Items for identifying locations
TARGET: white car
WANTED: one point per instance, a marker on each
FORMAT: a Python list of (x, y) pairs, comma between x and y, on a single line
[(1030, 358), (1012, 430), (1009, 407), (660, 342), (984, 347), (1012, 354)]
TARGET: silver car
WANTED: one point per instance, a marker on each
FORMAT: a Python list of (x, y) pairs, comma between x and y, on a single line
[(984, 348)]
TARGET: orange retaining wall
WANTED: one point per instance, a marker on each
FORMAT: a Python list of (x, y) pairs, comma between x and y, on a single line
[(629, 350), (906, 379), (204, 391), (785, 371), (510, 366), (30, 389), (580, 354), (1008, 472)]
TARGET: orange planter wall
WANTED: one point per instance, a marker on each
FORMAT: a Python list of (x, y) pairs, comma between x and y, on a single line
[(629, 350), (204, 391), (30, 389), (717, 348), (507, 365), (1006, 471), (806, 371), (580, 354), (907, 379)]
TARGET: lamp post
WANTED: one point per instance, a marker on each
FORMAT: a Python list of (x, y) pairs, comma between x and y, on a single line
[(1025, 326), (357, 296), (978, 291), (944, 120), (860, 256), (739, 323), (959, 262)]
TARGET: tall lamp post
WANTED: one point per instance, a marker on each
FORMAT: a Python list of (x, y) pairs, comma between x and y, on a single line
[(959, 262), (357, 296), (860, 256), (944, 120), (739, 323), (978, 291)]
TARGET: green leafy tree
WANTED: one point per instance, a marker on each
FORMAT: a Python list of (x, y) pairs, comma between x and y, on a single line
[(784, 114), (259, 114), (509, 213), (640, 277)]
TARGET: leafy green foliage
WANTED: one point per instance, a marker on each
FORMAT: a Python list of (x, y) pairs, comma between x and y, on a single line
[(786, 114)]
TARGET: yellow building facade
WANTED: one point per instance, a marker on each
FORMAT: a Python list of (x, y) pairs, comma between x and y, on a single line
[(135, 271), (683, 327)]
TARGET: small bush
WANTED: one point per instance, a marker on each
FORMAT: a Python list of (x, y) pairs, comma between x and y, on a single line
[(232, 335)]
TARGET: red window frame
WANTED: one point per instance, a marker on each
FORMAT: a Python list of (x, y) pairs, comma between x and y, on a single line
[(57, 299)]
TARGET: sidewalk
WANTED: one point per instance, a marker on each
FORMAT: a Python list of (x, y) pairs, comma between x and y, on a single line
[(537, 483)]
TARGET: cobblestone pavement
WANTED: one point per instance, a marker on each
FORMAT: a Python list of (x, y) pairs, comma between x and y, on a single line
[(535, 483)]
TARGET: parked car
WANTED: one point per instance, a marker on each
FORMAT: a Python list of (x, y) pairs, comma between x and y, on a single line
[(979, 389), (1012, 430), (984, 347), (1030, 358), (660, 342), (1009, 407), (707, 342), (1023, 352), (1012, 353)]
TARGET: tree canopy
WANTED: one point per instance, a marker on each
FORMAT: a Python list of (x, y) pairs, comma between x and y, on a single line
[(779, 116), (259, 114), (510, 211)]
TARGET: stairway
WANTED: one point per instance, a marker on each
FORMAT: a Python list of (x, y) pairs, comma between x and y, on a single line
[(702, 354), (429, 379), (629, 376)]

• WRITTEN EXERCISE: Reproduce every line of the data from the start through the line that contains "323), (978, 291)]". Multiply each coordinate in the answer lists by 0.75 and round it to a whole number, with halves rounded up, while keeping all other lines unchanged.

• RESPONSE TO THIS EXERCISE:
TARGET: white car
WANTED: one point per instance, a marker on each
FORMAT: a Python list of (x, y) pairs, comma between x and y, on a single line
[(773, 269), (759, 323), (757, 305), (495, 257), (738, 260), (759, 266)]
TARGET: silver car
WANTED: one point per instance, a marker on each
FORMAT: a Python list of (x, y) pairs, comma between x and y, on a single line
[(738, 261)]
TARGET: orange retaining wall
WANTED: one point per instance, a marker on each
FORMAT: a Python list of (x, y) pairs, comma between x and y, on a single line
[(472, 263), (680, 284), (153, 293), (589, 278), (383, 275), (23, 292), (435, 266), (756, 354)]
TARGET: orange planter wall
WANTED: one point per instance, a marker on each
FORMAT: a Python list of (x, y) pairs, comma between x and y, on a single line
[(472, 263), (153, 293), (23, 292), (538, 261), (380, 274), (755, 353), (605, 278), (435, 266), (680, 284)]
TARGET: lamp post
WANTED: one point per instance, a marker on each
FORMAT: a Python list of (x, y) pairs, comma between x and y, on a single line
[(769, 245), (268, 222), (734, 218), (708, 90), (645, 192), (554, 242), (719, 197)]
TARGET: tall lamp post
WANTED: one point per instance, a marker on each
FORMAT: a Python list of (x, y) pairs, comma between x and y, on a single line
[(719, 197), (268, 222), (645, 192), (708, 90), (554, 242), (734, 218)]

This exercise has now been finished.